* Instructions to follow *
Could you echo back every one of the rows below word for word, leaving out none of them?

* Data to use *
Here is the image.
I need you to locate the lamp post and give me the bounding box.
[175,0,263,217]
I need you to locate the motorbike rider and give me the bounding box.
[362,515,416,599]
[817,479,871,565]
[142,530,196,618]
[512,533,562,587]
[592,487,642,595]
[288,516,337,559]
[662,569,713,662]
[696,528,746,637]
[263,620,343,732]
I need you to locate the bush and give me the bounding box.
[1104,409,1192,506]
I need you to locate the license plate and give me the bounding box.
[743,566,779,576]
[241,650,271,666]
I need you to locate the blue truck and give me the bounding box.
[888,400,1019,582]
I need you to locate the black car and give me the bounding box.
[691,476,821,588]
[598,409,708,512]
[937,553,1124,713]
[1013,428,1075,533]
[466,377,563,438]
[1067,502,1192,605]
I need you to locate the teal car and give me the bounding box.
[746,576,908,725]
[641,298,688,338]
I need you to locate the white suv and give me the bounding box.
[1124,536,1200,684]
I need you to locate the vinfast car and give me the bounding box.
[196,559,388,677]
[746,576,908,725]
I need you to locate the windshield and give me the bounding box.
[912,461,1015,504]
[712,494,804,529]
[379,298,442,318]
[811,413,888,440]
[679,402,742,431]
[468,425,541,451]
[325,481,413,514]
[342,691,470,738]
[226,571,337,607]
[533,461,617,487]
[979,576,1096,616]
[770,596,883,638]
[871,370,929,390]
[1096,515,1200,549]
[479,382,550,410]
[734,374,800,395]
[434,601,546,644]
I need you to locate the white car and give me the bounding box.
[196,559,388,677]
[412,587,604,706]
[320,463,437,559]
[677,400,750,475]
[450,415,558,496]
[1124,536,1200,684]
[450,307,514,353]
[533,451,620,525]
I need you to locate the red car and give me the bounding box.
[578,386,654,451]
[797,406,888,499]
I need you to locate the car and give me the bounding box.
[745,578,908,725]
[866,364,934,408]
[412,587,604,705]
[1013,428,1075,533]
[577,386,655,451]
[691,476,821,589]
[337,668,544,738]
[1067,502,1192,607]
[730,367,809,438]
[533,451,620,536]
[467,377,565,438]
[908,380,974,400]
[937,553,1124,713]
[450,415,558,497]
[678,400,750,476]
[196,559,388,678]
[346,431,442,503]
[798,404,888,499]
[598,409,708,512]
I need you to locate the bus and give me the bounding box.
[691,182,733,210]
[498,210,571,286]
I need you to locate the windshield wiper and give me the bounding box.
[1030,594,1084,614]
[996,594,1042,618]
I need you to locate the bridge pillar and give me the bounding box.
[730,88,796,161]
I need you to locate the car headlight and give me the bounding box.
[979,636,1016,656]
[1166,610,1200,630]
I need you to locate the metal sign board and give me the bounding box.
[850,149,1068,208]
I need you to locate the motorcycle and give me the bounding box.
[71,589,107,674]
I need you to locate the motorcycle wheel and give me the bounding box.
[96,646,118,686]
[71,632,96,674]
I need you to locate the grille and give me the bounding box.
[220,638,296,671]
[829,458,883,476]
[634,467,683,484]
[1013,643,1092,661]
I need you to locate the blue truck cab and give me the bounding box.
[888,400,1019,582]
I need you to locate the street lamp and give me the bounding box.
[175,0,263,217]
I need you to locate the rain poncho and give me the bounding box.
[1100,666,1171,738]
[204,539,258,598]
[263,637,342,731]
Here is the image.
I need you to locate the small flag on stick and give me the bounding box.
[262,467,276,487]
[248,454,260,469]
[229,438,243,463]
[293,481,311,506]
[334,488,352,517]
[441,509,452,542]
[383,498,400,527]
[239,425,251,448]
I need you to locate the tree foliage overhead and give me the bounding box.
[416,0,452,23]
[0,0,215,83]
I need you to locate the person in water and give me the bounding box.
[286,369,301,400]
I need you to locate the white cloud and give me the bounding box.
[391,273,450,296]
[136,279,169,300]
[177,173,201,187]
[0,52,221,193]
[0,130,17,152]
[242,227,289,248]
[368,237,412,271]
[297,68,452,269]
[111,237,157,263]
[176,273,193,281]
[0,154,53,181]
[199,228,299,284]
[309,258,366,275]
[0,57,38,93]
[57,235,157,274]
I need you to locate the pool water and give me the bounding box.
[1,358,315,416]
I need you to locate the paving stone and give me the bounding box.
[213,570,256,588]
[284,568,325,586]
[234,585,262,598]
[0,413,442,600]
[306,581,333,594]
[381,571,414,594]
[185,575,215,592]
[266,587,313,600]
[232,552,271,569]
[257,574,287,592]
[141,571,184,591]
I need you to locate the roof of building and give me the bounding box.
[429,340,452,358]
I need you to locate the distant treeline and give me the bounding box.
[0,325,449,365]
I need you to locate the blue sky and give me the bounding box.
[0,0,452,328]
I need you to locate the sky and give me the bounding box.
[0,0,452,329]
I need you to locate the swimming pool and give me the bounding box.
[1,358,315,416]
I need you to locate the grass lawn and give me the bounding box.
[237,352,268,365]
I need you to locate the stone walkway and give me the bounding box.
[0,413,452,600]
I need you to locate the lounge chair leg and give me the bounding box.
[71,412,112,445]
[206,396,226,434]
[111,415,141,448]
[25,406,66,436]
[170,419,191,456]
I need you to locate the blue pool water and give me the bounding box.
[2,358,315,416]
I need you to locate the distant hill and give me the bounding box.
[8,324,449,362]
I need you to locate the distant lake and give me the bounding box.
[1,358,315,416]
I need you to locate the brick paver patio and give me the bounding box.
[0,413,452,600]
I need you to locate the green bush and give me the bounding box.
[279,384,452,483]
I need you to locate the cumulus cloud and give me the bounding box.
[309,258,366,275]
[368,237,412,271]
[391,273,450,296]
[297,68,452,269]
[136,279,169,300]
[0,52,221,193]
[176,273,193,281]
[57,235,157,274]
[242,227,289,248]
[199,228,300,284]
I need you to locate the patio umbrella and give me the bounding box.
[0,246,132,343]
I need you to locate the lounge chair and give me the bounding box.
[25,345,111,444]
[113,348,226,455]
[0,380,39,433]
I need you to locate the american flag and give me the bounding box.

* Solution *
Here is the image.
I need you to locate the lamp post and give me the bounding box.
[175,0,263,217]
I need you to locate the motorbike rider and give me the bounding box.
[362,515,416,599]
[817,479,871,565]
[142,530,196,618]
[512,533,562,587]
[592,487,642,595]
[288,516,337,559]
[662,569,713,662]
[696,528,746,637]
[263,620,343,732]
I need you to locate the bush and give me the bounding box.
[1104,409,1192,506]
I need you to locate the license plate and give me the bounding box.
[743,566,779,576]
[241,650,271,666]
I need you to locate the blue truck and give me the bounding box.
[888,400,1019,582]
I need you to locate the black car and give me the bounding box.
[691,476,821,588]
[598,409,708,512]
[937,553,1124,713]
[1013,428,1075,533]
[466,377,563,438]
[1067,502,1192,605]
I need you to locate the teal car and give me the bounding box.
[746,576,908,725]
[641,298,688,338]
I need you to locate the white suv and give me the bounding box.
[1124,536,1200,684]
I need you to locate the vinfast car and give me the bounding box.
[196,559,388,677]
[746,576,908,725]
I need you to locate the windshield and give me the bounding box.
[912,461,1015,504]
[712,494,804,529]
[379,298,442,318]
[811,413,888,440]
[679,402,742,431]
[468,425,541,451]
[325,481,413,514]
[342,691,470,738]
[226,571,337,607]
[533,461,617,487]
[979,576,1096,616]
[770,596,883,638]
[871,370,929,390]
[1096,515,1200,549]
[479,382,550,410]
[734,374,800,395]
[434,601,546,644]
I need you to locate the white car and give me the bounding box.
[196,559,388,677]
[412,587,604,706]
[320,463,437,559]
[677,400,750,475]
[450,415,558,496]
[1124,536,1200,684]
[450,307,514,353]
[533,451,620,525]
I need you to locate the red car and give me the bounding box.
[578,386,654,451]
[797,406,888,499]
I need you to locate the car and give me the bounding box.
[745,578,908,725]
[866,364,934,408]
[412,587,604,705]
[1013,428,1075,533]
[577,386,655,451]
[691,476,821,589]
[337,668,544,738]
[1067,502,1192,607]
[730,367,809,438]
[533,451,620,536]
[467,377,565,438]
[908,380,974,400]
[937,553,1124,713]
[450,415,558,497]
[678,400,750,476]
[196,559,388,678]
[346,431,442,503]
[798,404,888,499]
[598,409,708,512]
I need you to locate the bus and give me the bounding box.
[691,182,733,210]
[498,210,571,286]
I need you to locate the windshield wiper and give me the bounding box.
[1030,594,1084,614]
[996,594,1042,618]
I need you to locate the bridge pillar and give me the bounding box.
[730,88,796,161]
I need you to locate the car headlight and give me the bounding box.
[979,636,1016,656]
[1166,610,1200,630]
I need you to locate the metal sign board and give me the bounding box.
[850,149,1068,208]
I need you to locate the motorcycle and give me the bounding box.
[71,589,107,674]
I need you to locate the motorcycle wheel and give me the bounding box.
[96,646,118,686]
[71,632,96,674]
I need you to locate the grille and give me the bounding box.
[220,638,296,671]
[829,458,883,476]
[634,467,683,484]
[1013,643,1092,661]
I need you to locate the blue truck cab and give me the bounding box.
[888,400,1019,582]
I need you to locate the street lamp and give me the bounding box.
[175,0,263,217]
I need you to locate the rain poncho and give me the bounding box.
[1100,666,1171,738]
[204,539,258,598]
[263,637,342,731]
Here is the image.
I need you to locate the small flag on stick and give me the bounding box.
[262,467,276,487]
[248,454,260,469]
[229,438,243,463]
[293,481,311,506]
[334,488,352,517]
[441,509,452,542]
[383,498,400,527]
[239,425,251,448]
I need you to locate the tree foliage overhead and give me the bounding box.
[416,0,452,23]
[0,0,215,83]
I need you to locate the person in water and give me the bounding box.
[286,369,301,400]
I need you to locate the white cloud and give me the bounding box.
[391,273,450,296]
[136,279,169,300]
[177,173,201,187]
[0,52,221,193]
[0,130,17,152]
[242,227,289,248]
[368,237,412,271]
[297,68,452,269]
[111,237,157,263]
[176,273,193,281]
[0,154,53,181]
[199,228,299,284]
[309,258,366,275]
[0,57,38,93]
[57,235,157,274]
I need you to locate the pool water and give me the bounding box.
[1,358,315,416]
I need you to locate the paving stone and give me the bounding box.
[213,570,256,588]
[284,568,325,586]
[234,585,262,598]
[0,413,442,600]
[306,581,333,594]
[381,571,414,594]
[185,575,215,592]
[266,587,313,600]
[232,552,271,569]
[257,574,287,592]
[141,571,184,591]
I need you to locate the roof of building and give me the bounding box.
[429,340,452,358]
I need you to locate the distant treeline and give me the bounding box.
[0,325,449,365]
I need you to locate the blue sky and give me the bounding box.
[0,0,452,328]
I need you to locate the sky and give me the bounding box.
[0,0,452,329]
I need you to locate the swimming pool and give me the bounding box.
[1,358,315,416]
I need you to locate the grass lawn and give me the bounding box.
[237,352,268,365]
I need you to locate the stone walkway and give me the bounding box.
[0,413,452,600]
I need you to locate the lounge chair leg and give me the bounding box.
[71,412,112,445]
[206,396,226,434]
[111,415,141,448]
[25,406,66,436]
[170,419,191,456]
I need you to locate the blue pool water and give me the bounding box.
[2,358,315,416]
I need you to locate the distant hill and give me the bounding box.
[8,324,449,362]
I need you to locate the distant lake and give me the bounding box.
[1,358,315,416]
I need you to locate the brick paver patio and give me the bounding box.
[0,413,452,600]
I need you to locate the green bush and give me the bounding box.
[279,384,452,483]
I need you to locate the cumulus cloud and give me the bounding box.
[309,258,366,275]
[368,237,412,271]
[391,273,450,296]
[297,68,452,269]
[136,279,169,300]
[0,52,221,193]
[176,273,193,281]
[57,235,157,274]
[242,227,289,248]
[199,228,300,284]
I need you to locate the patio umbrella and give me the bounding box.
[0,246,132,343]
I need you to locate the lounge chair and give me the bounding box.
[25,345,111,444]
[113,348,226,455]
[0,380,39,433]
I need you to locate the american flag and give me the bounding box.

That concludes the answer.